● Excerpted text:

☆ ☆ ☆ ☆

The Iron Pillar of Delhi shows the amazing skills of Indian blacksmiths from a long time ago. These skills were developed and perfected during the Neolithic Period. This period happened at the same time as the Indus Valley civilization. Indian blacksmiths started making and using iron objects around 1800 B.C.E. This was during the second millennium B.C.E. The emergence of iron technology was a result of indigenous developments. Iron melts at 1539 degrees Celsius, a temperature that Indian furnaces of that era could not achieve. To overcome this difficulty, Indian blacksmiths developed forge welding technology. These artisans used this method to make various iron objects. They created tools for farming and large items like the Delhi Iron Pillar. This 7-meter-tall Delhi Iron Pillar, weighing approximately 6 tons, is a huge iron structure in India.
Its most striking feature is its remarkable resistance to corrosion. This raises the question: why has this ancient iron structure remained rust-free for over 1600 years. Ancient Indian blacksmiths used advanced techniques to work with metals. This skill helped their creations last a long time resisting corrosion.
Corrosion happens when metal breaks down due to reactions with the environment. For example, iron rusts when it interacts with water and oxygen.

☆ ☆ ☆ ☆

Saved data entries
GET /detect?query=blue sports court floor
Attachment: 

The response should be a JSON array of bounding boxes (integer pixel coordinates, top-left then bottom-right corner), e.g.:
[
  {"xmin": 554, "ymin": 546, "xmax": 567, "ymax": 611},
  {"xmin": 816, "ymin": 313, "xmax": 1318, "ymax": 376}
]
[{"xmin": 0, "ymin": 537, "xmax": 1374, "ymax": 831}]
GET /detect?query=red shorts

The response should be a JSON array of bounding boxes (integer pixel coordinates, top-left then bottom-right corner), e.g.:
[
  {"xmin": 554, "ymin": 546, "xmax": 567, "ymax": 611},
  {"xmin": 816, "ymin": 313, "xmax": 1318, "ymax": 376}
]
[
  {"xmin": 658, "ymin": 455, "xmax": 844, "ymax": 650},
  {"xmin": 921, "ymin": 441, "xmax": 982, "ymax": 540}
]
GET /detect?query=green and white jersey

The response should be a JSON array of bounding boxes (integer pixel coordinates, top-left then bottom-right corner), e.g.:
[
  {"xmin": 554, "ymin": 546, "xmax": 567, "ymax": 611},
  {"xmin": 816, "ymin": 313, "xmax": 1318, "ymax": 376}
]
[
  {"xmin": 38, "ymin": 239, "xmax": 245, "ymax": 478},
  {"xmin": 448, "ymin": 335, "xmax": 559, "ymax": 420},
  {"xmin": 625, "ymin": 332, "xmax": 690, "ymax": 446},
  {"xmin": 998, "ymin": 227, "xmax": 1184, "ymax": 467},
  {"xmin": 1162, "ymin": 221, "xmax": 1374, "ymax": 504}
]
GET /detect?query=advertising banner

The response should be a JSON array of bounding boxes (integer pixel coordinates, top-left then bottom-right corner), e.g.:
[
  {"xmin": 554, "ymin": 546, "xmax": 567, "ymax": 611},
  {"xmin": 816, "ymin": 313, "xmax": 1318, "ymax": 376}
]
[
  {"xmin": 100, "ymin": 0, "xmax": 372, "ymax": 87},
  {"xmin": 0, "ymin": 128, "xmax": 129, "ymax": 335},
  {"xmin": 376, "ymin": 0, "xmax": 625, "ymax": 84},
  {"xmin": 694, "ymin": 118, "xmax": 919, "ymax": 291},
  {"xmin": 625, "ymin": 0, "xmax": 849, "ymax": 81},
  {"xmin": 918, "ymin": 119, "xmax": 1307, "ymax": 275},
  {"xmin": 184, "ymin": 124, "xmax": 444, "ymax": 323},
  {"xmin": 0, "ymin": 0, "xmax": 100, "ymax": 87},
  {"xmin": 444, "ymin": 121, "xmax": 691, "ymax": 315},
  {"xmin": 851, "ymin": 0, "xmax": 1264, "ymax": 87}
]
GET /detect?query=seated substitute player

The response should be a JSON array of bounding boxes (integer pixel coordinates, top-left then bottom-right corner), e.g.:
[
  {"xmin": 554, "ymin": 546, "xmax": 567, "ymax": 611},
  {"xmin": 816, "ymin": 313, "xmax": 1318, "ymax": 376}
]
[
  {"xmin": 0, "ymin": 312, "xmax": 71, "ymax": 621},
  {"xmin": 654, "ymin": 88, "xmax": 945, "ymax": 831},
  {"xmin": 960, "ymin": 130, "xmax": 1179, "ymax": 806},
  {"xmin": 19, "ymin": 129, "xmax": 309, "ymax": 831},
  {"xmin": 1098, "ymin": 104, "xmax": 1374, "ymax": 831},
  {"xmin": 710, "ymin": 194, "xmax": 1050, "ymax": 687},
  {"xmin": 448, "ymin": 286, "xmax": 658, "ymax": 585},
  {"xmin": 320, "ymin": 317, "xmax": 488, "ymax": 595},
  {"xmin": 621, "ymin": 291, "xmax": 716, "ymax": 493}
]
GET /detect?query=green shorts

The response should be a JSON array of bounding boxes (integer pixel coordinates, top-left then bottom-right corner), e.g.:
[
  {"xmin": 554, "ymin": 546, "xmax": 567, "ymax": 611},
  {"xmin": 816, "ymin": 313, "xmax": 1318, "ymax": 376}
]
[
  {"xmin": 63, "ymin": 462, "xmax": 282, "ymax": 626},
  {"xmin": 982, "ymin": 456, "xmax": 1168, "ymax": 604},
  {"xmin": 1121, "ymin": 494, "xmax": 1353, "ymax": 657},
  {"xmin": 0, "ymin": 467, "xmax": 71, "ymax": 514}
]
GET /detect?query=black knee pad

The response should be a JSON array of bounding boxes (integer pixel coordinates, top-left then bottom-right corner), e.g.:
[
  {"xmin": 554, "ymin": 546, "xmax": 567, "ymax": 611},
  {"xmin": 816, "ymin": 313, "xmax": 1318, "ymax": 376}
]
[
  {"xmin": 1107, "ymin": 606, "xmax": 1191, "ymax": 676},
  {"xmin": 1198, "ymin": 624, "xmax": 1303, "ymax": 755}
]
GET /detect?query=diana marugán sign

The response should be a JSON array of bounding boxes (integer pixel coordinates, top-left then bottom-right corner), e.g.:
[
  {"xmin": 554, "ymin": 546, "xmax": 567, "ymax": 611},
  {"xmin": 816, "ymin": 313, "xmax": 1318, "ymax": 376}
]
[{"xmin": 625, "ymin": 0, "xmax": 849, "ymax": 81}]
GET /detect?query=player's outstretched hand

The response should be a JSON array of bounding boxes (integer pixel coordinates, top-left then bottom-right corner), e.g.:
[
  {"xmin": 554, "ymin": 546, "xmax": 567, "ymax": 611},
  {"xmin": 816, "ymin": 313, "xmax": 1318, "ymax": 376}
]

☆ ☆ ☆ ☆

● Exercise description: In the text on the Iron Pillar of Delhi, what technology did Indian blacksmiths develop because their furnaces could not reach the melting point of iron?

● Written reply: Forge welding technology.